---------- Available records

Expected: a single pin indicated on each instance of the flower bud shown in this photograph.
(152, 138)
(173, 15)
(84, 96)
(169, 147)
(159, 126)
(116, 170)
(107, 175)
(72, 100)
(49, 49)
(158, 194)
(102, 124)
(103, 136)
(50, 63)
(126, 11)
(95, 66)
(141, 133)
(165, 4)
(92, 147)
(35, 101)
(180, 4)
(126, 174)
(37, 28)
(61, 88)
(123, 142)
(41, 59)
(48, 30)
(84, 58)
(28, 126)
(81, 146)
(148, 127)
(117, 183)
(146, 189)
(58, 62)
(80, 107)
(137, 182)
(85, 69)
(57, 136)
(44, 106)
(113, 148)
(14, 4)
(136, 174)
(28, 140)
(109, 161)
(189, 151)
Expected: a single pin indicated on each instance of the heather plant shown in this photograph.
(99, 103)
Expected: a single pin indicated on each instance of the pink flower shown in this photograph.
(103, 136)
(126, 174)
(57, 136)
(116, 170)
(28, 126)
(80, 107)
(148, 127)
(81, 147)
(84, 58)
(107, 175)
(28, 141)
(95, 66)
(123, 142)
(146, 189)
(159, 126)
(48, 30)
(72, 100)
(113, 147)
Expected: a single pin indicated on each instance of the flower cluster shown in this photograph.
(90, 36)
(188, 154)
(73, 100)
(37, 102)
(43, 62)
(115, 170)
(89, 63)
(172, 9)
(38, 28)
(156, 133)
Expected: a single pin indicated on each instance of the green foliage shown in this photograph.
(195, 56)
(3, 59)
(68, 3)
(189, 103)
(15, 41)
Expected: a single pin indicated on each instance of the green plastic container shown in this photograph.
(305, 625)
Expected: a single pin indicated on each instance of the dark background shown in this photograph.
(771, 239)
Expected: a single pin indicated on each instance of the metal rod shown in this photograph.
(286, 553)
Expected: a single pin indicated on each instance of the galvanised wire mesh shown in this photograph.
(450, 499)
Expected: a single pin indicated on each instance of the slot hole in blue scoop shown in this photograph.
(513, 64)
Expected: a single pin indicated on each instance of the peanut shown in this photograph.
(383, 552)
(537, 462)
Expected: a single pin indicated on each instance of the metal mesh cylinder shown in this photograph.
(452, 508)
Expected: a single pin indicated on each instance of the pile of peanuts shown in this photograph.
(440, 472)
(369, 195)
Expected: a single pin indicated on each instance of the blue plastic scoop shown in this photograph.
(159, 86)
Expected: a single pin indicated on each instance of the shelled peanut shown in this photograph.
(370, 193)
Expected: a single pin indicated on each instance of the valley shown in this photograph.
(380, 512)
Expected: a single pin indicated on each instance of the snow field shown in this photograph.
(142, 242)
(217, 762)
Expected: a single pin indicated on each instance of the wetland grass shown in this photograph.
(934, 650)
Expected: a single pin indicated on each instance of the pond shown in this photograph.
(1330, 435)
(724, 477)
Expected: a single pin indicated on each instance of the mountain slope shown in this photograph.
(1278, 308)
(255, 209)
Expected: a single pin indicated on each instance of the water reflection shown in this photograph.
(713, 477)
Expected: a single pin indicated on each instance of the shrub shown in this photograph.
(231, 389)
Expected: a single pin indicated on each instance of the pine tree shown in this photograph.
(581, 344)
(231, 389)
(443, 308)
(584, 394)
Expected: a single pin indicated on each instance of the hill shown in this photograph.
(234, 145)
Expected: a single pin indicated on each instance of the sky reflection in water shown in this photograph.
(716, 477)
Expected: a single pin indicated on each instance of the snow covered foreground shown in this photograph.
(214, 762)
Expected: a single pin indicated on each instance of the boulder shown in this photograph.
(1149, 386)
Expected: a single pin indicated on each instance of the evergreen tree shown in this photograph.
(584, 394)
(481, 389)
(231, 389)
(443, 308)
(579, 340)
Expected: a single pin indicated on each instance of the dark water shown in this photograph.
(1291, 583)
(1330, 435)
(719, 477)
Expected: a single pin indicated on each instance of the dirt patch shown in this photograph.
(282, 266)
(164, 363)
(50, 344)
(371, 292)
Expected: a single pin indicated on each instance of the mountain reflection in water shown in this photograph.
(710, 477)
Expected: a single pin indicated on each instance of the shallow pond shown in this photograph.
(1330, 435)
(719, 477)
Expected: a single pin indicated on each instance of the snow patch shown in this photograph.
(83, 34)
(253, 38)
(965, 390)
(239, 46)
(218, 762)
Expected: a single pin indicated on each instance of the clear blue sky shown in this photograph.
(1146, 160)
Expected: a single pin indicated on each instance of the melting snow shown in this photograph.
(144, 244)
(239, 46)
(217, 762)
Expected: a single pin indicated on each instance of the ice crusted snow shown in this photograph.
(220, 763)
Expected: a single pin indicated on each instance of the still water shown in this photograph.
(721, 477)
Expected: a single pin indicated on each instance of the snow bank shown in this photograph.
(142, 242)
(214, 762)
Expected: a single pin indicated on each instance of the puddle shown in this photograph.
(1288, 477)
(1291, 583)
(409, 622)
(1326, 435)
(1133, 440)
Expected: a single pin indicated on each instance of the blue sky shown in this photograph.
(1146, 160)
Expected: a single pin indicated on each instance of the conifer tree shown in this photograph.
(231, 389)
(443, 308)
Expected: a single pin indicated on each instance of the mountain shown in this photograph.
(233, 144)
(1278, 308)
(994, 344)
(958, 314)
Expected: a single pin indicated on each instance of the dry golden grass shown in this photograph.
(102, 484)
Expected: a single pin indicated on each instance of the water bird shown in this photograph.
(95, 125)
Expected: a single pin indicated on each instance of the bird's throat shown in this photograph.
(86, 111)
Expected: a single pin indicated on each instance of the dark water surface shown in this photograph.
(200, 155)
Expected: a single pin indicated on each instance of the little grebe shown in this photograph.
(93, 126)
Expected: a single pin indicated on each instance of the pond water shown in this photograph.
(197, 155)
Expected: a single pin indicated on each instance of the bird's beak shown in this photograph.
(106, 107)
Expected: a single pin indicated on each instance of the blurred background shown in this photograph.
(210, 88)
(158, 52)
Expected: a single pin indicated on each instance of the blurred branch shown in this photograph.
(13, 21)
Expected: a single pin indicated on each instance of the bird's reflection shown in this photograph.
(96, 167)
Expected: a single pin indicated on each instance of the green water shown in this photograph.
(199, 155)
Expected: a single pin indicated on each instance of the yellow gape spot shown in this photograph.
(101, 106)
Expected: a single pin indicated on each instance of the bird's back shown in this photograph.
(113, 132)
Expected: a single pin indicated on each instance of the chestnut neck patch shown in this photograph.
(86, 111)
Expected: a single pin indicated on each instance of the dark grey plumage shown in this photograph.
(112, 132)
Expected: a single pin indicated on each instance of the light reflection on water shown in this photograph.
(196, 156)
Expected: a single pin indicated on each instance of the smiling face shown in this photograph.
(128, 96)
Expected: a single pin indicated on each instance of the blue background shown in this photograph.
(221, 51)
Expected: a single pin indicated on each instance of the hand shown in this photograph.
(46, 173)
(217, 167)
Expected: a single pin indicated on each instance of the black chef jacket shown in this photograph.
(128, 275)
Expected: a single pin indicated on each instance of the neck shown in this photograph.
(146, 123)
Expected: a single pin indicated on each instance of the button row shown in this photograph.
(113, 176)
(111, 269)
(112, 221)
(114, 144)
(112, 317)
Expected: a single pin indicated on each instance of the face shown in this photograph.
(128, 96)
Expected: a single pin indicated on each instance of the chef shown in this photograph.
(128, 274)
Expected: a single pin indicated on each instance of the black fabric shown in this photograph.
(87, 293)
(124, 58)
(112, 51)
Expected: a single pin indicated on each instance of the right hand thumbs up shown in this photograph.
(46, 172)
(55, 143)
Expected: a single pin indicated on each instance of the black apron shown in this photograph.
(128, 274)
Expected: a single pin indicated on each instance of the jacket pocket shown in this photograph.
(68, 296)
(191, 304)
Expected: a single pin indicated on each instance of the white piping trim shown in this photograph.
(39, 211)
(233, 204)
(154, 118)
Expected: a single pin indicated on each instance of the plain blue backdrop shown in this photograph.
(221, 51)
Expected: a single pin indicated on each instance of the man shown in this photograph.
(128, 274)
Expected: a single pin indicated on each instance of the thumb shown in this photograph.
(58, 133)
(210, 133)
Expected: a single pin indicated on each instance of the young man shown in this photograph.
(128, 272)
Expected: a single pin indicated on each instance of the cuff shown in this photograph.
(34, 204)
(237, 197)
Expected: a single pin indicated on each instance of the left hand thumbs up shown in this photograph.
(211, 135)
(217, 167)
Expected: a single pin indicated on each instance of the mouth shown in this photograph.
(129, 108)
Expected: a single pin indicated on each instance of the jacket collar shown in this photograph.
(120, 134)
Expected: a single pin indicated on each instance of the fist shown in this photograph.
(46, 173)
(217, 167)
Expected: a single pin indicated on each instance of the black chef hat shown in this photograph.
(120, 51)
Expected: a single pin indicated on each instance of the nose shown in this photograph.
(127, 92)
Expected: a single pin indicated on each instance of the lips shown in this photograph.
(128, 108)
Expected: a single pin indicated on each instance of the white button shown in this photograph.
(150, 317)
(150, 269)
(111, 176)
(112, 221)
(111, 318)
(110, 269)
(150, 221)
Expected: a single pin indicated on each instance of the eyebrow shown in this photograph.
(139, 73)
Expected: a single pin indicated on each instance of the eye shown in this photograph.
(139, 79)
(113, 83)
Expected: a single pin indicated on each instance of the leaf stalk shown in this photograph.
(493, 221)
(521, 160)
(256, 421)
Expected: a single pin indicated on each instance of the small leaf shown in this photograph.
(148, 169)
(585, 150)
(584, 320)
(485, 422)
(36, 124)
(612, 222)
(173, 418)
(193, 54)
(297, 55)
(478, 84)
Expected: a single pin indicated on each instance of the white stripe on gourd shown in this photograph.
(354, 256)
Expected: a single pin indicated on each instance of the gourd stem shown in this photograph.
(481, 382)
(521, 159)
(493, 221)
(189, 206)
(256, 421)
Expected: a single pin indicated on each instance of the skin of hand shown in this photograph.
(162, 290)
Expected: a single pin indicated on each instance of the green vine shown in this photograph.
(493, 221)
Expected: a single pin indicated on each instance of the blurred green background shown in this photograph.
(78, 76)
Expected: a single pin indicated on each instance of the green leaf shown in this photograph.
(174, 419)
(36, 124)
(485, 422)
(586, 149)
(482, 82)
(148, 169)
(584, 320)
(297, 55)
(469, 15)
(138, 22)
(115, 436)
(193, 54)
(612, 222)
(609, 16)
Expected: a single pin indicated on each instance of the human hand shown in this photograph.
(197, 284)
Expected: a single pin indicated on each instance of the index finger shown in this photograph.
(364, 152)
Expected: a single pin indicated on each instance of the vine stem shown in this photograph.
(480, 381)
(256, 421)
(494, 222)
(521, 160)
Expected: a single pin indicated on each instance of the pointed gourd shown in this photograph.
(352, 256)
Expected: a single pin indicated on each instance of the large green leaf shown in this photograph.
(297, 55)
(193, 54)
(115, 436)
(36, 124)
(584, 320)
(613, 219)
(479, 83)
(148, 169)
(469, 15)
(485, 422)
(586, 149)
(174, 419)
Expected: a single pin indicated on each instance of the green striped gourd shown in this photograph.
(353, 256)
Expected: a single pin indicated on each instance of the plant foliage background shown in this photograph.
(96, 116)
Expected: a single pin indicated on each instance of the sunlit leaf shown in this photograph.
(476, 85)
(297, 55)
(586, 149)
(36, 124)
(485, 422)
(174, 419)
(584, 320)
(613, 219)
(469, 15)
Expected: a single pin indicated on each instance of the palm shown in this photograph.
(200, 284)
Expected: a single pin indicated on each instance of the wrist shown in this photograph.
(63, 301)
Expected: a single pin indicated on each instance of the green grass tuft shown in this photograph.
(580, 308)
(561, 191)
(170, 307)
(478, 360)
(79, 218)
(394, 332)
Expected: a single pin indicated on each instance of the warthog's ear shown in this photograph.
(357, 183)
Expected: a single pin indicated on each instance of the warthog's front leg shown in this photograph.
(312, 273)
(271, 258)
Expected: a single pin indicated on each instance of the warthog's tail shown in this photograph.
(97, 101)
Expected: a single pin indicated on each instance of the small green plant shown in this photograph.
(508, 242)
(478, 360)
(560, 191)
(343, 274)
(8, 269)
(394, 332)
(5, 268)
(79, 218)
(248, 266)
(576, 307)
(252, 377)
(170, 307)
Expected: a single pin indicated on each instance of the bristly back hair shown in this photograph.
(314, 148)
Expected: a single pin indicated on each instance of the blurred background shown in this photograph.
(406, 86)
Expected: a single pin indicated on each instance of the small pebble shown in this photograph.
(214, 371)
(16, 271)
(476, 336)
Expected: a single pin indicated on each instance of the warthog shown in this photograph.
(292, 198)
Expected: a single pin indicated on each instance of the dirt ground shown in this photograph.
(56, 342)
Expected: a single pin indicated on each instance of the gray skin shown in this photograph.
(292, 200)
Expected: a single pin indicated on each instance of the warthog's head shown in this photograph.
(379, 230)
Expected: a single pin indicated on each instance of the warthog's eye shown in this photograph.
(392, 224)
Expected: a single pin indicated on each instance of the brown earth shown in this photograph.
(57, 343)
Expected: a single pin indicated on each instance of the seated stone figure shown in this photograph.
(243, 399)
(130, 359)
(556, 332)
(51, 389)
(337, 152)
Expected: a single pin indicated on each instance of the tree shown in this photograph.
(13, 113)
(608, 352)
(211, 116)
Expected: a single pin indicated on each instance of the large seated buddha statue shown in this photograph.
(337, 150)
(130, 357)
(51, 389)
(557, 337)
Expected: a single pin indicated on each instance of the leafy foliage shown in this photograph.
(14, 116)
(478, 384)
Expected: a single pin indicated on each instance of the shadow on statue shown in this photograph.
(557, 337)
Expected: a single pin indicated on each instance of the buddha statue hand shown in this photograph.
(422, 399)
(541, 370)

--------------------

» **The task**
Nothing but the lines from the one containing "Expected: a single pin indicated on each instance of the brown" through the last line of the data above should be given again, each exactly as it stands.

» **The answer**
Expected: a single pin indicated on each instance of the brown earth shown in this photograph.
(57, 343)
Expected: a single pin indicated on each instance of the seated stone figure shown in this photograph.
(243, 399)
(130, 359)
(556, 332)
(51, 389)
(337, 152)
Expected: a single pin indicated on each instance of the tree shown in this photograph.
(13, 113)
(608, 352)
(211, 116)
Expected: a single pin indicated on each instance of the large seated buddha statue shown in this photograph.
(337, 150)
(130, 357)
(51, 389)
(557, 337)
Expected: a single pin indicated on each instance of the leafy foliage shown in this photograph.
(14, 116)
(478, 384)
Expected: a single pin indicated on each instance of the shadow on statue shown in this photograph.
(557, 337)
Expected: a single pin indicated on each instance of the buddha statue hand shown in this photograph.
(422, 399)
(541, 370)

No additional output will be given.